**REQUIRED WORK:** Every line below from the one containing "SCAN eye -> rect" to the final line must be reproduced exactly, and no other line may appear in the answer.

**RECORDED DATA:**
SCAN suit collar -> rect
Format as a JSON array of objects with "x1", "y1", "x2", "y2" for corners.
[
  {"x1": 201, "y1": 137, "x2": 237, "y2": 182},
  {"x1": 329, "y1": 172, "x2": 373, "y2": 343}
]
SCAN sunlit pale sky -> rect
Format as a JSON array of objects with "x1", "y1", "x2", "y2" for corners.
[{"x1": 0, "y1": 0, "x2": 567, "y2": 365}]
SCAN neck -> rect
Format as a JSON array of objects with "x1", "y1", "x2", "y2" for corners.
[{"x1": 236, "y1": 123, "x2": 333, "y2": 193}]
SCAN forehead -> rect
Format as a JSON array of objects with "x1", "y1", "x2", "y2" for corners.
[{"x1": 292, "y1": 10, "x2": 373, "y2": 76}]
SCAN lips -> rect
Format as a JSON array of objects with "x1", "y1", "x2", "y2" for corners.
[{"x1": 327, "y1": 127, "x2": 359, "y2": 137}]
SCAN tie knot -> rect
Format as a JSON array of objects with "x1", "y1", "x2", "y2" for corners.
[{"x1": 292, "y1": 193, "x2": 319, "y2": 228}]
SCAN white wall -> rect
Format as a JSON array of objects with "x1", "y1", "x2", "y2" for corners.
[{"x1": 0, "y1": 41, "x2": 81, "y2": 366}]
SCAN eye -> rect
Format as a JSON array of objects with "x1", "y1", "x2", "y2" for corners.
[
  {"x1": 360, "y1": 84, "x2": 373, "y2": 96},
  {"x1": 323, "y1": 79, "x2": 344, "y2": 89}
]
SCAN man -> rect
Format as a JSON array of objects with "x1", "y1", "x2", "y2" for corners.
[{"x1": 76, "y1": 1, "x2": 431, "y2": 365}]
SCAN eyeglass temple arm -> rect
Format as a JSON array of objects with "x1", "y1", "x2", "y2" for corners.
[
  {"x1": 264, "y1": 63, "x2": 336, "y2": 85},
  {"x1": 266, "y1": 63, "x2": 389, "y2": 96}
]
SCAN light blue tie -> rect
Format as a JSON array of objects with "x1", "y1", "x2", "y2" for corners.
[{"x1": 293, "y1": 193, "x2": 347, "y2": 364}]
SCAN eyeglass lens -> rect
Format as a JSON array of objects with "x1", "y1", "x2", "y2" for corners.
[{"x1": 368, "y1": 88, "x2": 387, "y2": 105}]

**PROBLEM SOLUTION:**
SCAN eye -> rect
Format as a JSON array of objects with "x1", "y1", "x2", "y2" for corners.
[
  {"x1": 360, "y1": 84, "x2": 373, "y2": 96},
  {"x1": 323, "y1": 79, "x2": 344, "y2": 89}
]
SCAN man -> rect
Format as a JSON array of objects with "x1", "y1", "x2", "y2" for corners.
[{"x1": 76, "y1": 1, "x2": 431, "y2": 365}]
SCAN eyeglass temple arm -> rect
Format as a JSON array of objects with "x1", "y1", "x2", "y2" for corners.
[
  {"x1": 264, "y1": 63, "x2": 336, "y2": 85},
  {"x1": 266, "y1": 63, "x2": 389, "y2": 96}
]
SCAN light blue tie -> rect
Format as a JSON array of objects with "x1", "y1", "x2", "y2" for corners.
[{"x1": 293, "y1": 193, "x2": 347, "y2": 364}]
SCAN eyeglass lens -> rect
Format as a JSON array of objects with "x1", "y1", "x2", "y2" for corners.
[{"x1": 368, "y1": 88, "x2": 387, "y2": 105}]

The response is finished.